>> Begin MATERIAL FOR THIS TASK

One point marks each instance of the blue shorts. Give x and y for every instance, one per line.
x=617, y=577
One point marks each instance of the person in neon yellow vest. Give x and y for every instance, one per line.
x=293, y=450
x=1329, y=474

>> End MATERIAL FOR THIS TASK

#### WHAT IS ASKED:
Take the entries above and transcribe them in full.

#### RESULT OF THE TASK:
One point marks each instance of the blue shorts. Give x and y for every instance, one per line.
x=617, y=577
One point marks each instance of the person in neon yellow vest. Give x and y for every instance, one per line.
x=293, y=450
x=1329, y=474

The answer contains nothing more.